>>>>>
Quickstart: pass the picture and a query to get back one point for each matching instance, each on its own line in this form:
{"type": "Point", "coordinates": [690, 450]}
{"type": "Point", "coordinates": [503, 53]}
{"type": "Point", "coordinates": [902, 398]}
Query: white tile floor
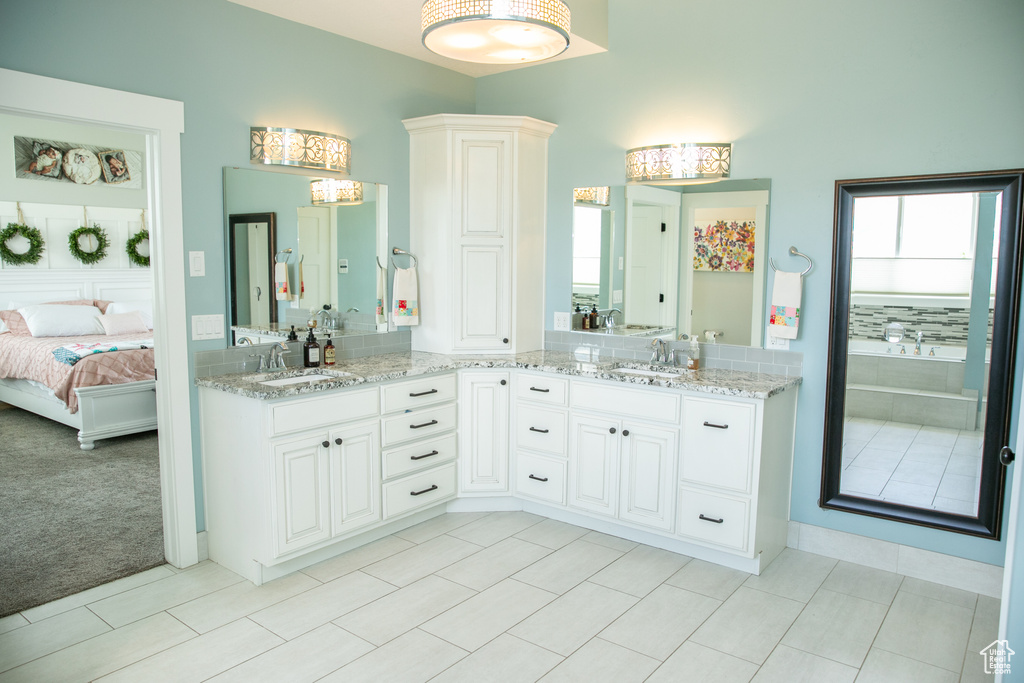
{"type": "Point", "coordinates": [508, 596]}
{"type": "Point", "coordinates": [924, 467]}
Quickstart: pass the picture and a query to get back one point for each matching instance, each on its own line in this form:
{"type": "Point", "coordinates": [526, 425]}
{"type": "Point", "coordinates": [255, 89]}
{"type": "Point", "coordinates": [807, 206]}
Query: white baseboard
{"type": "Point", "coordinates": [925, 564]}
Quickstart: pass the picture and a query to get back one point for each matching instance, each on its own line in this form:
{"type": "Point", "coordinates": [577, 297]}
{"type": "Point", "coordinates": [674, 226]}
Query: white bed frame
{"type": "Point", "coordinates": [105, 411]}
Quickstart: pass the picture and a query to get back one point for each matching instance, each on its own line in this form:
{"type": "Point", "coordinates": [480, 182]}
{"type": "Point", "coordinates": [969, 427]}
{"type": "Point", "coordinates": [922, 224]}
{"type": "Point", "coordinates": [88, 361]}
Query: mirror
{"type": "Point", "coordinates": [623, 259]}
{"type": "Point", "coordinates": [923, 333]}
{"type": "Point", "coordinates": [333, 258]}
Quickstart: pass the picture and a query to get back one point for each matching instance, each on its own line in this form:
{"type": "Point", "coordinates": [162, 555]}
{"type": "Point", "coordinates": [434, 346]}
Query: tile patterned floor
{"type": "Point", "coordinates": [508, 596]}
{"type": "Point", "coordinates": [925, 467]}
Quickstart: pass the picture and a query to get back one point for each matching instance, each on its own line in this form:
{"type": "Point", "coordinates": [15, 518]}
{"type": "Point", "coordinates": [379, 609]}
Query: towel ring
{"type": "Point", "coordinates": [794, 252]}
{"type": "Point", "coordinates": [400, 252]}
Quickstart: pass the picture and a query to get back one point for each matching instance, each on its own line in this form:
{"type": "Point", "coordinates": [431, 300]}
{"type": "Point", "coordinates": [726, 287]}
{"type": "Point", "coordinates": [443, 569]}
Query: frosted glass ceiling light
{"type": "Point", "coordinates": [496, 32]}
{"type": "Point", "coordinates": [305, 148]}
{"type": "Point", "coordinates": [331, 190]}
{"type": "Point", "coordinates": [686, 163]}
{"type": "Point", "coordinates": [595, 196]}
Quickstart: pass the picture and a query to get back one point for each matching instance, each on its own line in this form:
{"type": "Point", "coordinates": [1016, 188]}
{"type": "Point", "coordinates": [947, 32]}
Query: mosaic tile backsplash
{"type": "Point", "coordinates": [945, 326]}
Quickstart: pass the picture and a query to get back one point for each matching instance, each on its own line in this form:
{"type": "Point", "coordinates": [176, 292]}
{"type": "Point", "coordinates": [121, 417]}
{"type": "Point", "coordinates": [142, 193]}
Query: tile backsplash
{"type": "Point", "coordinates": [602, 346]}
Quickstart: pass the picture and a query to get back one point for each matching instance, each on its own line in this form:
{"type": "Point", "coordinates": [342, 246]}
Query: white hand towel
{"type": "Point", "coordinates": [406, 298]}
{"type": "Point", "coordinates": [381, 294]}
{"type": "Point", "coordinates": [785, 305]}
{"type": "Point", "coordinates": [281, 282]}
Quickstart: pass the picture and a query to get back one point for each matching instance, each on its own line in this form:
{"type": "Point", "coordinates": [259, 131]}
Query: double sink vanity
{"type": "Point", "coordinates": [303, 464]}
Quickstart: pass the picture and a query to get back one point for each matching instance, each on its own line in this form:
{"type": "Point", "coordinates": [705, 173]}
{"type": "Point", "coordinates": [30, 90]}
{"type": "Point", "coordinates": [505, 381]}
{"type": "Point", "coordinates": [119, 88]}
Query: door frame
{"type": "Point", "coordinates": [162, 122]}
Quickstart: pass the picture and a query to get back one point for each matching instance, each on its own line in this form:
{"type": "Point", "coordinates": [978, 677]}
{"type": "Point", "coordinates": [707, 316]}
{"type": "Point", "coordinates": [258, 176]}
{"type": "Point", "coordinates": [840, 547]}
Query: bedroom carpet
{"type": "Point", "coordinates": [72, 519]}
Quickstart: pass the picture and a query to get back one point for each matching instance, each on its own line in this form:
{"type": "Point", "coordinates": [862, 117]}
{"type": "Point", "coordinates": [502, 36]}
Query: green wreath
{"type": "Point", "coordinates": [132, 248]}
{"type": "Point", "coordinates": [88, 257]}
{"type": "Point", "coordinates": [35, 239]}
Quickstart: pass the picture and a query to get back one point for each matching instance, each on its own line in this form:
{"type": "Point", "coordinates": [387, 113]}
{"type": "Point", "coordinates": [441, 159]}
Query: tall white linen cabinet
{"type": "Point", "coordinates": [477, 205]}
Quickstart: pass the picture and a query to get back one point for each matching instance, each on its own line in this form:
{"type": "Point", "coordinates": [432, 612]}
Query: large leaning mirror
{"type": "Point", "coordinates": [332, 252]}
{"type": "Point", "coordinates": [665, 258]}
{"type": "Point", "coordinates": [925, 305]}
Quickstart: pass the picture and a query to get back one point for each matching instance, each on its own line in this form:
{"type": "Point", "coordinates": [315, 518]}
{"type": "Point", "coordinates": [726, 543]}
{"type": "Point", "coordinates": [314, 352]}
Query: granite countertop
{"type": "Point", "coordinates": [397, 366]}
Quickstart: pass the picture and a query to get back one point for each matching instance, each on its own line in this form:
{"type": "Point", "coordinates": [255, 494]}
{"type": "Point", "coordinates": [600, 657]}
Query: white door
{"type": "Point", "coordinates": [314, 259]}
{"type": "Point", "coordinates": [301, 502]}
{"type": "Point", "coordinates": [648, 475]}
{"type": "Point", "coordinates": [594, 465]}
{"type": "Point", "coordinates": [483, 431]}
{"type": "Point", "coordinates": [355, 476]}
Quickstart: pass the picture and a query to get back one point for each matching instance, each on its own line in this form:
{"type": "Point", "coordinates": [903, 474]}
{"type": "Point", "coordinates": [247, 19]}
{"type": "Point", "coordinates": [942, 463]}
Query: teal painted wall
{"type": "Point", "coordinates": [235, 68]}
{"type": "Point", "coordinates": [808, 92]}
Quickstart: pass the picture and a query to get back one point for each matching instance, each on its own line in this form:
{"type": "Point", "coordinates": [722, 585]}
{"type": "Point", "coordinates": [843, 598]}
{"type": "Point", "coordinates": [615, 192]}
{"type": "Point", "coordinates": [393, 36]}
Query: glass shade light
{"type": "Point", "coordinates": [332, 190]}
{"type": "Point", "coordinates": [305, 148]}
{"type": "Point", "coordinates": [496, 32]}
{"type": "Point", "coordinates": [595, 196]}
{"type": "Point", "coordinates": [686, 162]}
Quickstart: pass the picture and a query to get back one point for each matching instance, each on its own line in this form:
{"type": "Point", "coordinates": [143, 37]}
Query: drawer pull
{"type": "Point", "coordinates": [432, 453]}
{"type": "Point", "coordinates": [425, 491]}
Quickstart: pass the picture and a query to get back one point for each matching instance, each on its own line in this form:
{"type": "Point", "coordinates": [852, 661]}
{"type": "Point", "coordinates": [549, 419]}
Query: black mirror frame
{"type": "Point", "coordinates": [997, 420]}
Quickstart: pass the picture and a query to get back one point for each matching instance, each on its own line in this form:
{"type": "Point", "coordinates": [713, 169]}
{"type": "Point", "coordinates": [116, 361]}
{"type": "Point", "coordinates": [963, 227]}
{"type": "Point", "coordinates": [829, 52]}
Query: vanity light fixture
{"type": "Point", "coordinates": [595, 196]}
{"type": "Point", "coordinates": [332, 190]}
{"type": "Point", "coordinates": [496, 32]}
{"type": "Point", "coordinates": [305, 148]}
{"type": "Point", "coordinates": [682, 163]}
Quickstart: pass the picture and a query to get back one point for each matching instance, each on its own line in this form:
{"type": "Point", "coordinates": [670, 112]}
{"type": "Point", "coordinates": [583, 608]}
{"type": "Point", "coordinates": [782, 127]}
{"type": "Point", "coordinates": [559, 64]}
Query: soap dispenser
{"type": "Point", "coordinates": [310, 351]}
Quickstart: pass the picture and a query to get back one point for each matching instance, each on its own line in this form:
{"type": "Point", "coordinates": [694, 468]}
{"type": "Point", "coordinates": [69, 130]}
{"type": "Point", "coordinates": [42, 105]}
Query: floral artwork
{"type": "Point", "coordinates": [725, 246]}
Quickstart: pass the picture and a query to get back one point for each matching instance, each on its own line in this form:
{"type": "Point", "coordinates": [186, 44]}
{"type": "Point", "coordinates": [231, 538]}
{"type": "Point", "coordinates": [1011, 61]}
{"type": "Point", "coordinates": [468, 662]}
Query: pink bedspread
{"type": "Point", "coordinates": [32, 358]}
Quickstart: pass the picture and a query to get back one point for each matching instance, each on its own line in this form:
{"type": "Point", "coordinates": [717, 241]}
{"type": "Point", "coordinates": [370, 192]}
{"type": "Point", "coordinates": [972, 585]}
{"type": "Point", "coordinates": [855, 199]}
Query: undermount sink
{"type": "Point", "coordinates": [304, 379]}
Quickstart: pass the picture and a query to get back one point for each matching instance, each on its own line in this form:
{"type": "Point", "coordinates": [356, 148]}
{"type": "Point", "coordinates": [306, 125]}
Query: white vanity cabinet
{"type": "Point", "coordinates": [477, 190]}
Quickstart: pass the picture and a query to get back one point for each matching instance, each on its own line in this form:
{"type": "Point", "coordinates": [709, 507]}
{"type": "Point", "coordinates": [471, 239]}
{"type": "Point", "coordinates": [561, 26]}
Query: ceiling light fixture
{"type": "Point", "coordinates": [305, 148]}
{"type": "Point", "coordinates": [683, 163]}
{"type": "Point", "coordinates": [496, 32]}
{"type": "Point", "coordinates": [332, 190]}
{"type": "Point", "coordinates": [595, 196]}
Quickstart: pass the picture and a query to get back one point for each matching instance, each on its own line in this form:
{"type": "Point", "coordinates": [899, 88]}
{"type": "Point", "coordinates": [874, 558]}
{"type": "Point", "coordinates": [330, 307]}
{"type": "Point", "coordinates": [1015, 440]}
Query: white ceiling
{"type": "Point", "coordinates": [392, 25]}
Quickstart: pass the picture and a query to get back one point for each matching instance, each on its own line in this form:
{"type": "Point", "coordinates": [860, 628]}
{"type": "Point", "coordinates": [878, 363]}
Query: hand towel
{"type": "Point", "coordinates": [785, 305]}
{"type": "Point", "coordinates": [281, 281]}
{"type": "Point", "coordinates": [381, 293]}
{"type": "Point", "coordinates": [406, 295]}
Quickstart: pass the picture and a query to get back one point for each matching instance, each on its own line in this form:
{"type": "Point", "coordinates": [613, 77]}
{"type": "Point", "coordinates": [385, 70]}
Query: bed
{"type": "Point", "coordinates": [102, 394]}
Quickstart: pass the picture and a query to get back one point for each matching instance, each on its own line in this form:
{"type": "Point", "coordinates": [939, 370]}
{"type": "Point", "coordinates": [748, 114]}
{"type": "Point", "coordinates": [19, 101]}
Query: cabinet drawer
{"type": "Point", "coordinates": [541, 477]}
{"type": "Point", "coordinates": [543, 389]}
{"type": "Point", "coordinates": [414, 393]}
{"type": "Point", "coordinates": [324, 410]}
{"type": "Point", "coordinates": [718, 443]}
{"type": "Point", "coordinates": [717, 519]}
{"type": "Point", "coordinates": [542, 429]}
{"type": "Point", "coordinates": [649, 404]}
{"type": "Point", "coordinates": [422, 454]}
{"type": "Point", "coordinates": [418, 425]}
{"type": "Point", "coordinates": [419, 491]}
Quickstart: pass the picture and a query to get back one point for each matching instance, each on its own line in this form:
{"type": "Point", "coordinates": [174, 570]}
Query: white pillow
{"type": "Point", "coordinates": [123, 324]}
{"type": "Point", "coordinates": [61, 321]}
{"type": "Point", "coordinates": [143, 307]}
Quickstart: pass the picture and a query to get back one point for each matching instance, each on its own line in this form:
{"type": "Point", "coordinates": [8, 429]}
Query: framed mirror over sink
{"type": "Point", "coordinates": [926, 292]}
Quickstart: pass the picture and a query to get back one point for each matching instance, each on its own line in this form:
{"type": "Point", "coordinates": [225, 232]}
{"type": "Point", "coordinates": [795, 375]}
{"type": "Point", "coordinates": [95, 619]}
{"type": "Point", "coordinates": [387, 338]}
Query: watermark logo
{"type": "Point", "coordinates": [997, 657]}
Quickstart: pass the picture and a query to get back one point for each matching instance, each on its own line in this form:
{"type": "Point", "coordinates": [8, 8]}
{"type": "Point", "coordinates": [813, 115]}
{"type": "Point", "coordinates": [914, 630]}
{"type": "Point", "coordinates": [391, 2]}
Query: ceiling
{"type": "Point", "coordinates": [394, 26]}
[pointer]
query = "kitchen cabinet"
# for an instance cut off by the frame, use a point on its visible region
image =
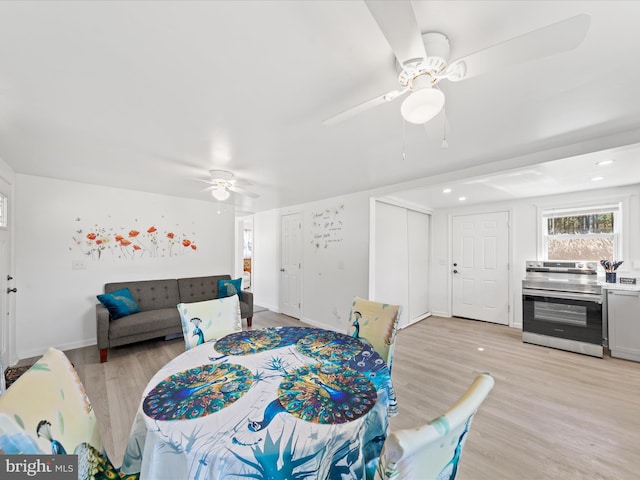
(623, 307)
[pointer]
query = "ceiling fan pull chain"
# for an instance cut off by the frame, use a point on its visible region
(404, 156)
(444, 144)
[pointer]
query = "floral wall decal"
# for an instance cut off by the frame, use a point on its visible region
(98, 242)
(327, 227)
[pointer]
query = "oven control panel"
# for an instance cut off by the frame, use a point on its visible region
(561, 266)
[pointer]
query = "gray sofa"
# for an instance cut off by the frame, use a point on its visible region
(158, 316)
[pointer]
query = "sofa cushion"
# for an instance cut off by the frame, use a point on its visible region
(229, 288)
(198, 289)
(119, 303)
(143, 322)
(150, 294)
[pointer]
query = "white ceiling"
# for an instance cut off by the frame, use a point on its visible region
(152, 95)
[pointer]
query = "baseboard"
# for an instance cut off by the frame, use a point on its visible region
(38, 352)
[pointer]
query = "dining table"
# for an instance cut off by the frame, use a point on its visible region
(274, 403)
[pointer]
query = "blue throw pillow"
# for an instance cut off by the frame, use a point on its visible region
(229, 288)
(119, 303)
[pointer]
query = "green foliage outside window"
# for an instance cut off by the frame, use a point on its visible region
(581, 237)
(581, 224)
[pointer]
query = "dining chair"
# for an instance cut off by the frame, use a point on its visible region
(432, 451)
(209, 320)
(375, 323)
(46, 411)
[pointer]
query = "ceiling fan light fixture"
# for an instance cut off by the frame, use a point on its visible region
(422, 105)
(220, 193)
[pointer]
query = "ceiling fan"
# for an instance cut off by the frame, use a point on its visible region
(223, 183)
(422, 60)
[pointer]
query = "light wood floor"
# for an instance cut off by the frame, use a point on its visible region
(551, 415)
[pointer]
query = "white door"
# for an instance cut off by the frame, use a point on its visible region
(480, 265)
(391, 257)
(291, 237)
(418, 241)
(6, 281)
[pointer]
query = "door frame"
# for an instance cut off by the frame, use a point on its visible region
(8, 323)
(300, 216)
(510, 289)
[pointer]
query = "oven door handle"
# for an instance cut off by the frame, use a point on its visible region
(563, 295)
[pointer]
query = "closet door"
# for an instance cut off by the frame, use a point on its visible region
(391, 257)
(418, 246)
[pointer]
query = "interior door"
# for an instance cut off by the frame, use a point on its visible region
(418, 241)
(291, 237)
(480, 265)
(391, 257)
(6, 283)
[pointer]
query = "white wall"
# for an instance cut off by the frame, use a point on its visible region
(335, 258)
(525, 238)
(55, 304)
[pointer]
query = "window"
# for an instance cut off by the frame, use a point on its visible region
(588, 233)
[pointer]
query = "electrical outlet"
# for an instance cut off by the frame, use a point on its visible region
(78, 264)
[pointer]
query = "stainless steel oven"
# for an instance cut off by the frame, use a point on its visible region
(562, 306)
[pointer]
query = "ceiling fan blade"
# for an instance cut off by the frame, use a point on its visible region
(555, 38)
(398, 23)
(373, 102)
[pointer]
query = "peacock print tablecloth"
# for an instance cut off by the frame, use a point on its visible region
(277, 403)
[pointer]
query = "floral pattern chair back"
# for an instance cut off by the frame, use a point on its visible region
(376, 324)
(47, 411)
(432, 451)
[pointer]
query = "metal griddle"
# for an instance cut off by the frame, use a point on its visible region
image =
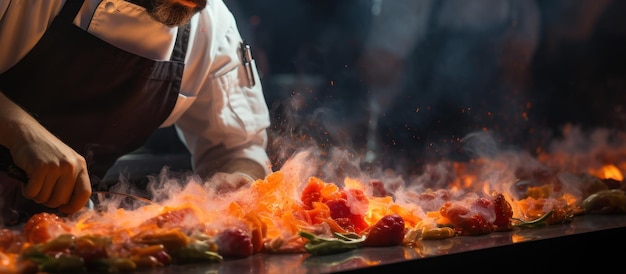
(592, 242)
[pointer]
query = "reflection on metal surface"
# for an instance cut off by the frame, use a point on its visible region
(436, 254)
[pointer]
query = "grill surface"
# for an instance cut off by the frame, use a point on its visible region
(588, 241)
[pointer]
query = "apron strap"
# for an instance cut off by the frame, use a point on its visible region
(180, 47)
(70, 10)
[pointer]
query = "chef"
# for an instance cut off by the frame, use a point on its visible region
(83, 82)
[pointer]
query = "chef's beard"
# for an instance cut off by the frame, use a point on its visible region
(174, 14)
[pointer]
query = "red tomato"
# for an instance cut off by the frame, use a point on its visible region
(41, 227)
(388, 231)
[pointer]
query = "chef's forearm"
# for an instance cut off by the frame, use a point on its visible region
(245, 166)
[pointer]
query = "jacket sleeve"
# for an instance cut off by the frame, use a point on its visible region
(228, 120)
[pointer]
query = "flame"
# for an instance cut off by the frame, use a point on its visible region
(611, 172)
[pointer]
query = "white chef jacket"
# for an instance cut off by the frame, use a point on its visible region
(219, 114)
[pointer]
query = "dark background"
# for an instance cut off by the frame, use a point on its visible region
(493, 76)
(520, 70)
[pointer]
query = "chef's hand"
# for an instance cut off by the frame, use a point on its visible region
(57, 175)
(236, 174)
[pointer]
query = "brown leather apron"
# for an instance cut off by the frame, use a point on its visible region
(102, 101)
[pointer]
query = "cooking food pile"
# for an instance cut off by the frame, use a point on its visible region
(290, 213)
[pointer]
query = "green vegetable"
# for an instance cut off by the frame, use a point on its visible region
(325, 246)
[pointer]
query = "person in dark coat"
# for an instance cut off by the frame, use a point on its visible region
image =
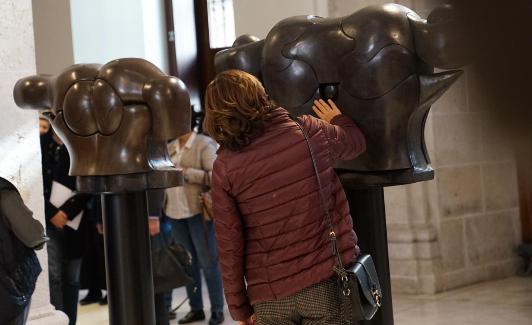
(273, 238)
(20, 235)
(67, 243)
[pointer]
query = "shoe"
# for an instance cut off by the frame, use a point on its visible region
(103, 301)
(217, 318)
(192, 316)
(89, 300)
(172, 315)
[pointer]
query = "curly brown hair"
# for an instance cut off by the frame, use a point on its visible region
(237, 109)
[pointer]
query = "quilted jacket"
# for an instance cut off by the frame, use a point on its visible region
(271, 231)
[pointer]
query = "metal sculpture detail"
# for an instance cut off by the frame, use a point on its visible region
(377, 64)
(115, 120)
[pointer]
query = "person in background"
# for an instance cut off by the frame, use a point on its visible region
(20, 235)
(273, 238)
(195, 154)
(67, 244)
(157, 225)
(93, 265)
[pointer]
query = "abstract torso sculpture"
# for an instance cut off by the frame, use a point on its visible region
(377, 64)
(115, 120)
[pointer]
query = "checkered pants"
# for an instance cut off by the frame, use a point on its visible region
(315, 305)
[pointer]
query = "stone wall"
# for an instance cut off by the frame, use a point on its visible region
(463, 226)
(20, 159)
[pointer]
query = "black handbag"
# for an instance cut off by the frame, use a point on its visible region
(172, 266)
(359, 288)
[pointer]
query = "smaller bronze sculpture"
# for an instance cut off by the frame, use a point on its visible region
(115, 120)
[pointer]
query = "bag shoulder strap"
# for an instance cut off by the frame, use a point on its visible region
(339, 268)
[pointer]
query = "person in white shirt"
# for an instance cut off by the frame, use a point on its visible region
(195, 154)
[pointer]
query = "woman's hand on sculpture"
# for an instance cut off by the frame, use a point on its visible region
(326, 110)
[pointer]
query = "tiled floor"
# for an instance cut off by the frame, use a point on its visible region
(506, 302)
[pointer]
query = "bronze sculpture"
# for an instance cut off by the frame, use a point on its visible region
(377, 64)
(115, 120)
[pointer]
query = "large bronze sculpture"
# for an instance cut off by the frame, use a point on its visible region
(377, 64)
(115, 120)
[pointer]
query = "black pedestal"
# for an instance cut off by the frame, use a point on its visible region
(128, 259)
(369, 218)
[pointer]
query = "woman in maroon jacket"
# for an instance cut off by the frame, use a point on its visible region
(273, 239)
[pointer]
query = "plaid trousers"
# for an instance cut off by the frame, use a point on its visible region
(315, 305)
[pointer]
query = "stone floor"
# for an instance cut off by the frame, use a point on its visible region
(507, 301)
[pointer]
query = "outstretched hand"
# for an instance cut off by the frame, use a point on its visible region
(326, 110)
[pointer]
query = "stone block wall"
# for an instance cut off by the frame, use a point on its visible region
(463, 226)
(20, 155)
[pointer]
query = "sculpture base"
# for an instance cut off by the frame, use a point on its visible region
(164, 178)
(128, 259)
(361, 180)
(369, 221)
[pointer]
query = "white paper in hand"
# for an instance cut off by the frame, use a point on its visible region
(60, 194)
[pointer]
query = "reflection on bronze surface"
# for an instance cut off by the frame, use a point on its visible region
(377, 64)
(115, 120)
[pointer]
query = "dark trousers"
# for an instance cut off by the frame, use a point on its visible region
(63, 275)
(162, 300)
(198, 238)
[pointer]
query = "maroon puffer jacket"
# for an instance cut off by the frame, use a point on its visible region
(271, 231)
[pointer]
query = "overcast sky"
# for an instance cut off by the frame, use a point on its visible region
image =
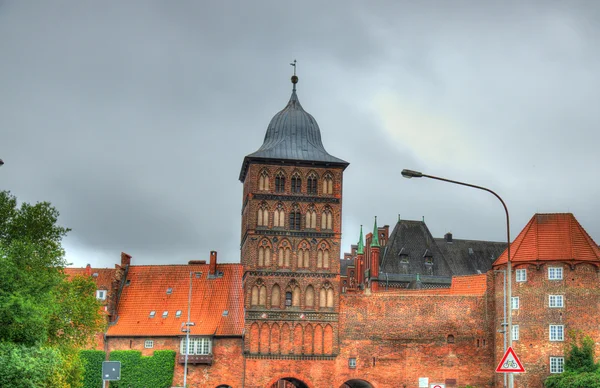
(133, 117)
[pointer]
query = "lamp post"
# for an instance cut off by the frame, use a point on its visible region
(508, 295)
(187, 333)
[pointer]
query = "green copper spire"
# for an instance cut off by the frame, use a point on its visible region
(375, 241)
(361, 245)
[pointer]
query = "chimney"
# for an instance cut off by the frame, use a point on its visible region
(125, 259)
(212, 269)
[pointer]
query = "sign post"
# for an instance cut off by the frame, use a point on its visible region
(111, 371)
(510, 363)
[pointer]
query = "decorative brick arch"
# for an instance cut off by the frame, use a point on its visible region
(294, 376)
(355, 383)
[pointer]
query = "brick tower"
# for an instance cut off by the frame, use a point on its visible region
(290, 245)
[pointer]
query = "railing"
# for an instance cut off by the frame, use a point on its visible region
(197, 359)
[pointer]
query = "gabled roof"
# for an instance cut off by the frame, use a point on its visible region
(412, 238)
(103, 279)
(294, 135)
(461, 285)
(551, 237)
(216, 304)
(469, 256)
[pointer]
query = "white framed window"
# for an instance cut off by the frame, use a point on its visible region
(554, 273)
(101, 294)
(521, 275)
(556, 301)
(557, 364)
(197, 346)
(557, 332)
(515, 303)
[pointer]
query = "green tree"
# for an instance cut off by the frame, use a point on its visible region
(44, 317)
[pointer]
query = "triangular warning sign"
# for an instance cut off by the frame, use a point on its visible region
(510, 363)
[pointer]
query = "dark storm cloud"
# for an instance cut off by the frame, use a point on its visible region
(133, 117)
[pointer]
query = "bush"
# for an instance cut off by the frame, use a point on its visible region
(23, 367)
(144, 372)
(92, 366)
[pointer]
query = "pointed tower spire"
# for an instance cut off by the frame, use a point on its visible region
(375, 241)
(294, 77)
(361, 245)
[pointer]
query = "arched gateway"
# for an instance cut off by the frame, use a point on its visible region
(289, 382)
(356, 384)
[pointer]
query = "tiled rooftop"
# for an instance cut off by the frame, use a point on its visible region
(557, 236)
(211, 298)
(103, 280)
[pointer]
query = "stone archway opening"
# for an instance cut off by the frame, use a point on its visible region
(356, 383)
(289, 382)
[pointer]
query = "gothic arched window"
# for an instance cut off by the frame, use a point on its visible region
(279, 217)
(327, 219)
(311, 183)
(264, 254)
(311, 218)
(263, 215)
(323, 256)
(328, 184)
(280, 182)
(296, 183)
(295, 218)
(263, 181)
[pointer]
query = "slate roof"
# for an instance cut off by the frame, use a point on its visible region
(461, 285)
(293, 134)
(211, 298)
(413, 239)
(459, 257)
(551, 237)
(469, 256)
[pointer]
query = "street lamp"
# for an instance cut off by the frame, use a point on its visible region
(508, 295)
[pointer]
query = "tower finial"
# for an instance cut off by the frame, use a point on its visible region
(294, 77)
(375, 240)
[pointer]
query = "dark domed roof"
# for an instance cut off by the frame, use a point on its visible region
<<<<<
WHAT TO PRODUCE: Count how many lines of the material above contain the string "strap", and reply with the number alone.

RESPONSE: 2